• _DIRECTIONS_
Reproduce everything from the line containing "Exercise. Point to the sunflower field" down to the end of the entries, requests included, raising every answer coordinate by 122 and keeping the request wording and its sample positions unchanged. Leave the picture out of your reply.

• _INPUT ROWS_
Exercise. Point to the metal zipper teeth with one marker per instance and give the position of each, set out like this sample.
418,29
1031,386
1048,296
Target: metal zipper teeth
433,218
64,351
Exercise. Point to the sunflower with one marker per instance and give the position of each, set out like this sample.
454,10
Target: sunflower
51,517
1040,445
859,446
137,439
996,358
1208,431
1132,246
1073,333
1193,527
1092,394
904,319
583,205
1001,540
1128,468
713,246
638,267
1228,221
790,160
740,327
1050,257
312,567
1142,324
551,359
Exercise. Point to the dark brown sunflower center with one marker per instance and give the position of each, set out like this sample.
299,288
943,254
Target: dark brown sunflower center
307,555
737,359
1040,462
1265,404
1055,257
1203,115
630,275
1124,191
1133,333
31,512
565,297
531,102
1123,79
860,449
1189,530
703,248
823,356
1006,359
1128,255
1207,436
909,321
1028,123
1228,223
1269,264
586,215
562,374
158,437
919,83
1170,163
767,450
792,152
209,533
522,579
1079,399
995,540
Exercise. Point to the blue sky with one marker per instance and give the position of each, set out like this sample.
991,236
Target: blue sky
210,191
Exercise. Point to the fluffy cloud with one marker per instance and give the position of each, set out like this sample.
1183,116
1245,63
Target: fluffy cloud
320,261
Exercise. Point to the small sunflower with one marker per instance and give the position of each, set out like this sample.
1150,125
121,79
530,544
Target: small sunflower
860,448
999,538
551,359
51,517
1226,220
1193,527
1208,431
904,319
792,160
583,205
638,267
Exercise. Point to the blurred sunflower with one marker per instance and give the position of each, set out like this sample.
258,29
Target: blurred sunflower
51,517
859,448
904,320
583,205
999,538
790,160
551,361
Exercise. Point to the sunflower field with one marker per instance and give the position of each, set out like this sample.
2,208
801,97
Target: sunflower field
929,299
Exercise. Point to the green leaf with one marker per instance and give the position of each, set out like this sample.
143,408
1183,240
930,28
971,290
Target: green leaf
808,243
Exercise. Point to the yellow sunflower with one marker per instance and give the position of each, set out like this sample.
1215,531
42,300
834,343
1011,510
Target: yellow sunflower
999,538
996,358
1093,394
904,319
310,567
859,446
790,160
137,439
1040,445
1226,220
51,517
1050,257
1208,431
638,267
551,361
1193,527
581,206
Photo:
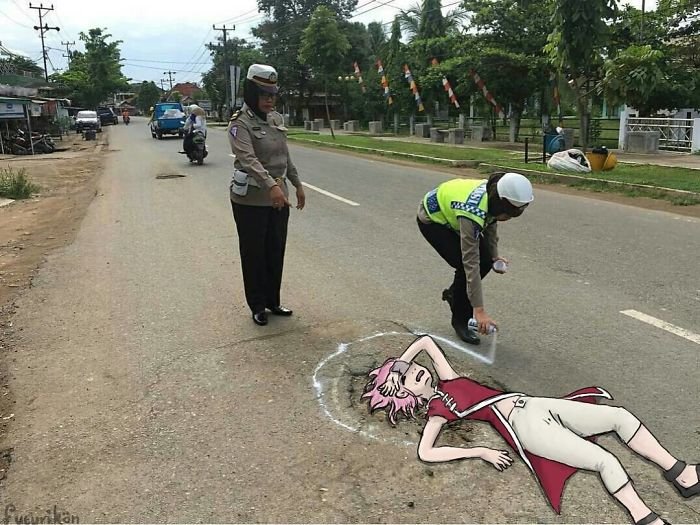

• _TASK RESPONSE_
Exercise. Point to the sunflower field with one marker per instance and give the position of each, set out like this sample.
2,208
801,97
Target: sunflower field
1051,421
Exercise. Point to the green leaf with one marker per instance and give the position of each, set out like this sample.
143,408
1183,240
930,28
971,290
Target: green leaf
930,365
Exercise. Point to the yellow sunflower with one marker per instance and give the position of each, set out like this sample.
1215,531
42,300
834,343
1011,510
Target: yellow sunflower
1121,660
1118,480
1215,516
1026,441
432,689
981,568
912,282
259,561
1162,567
1348,342
173,639
1172,379
1330,553
760,389
673,483
1315,649
703,328
Photo:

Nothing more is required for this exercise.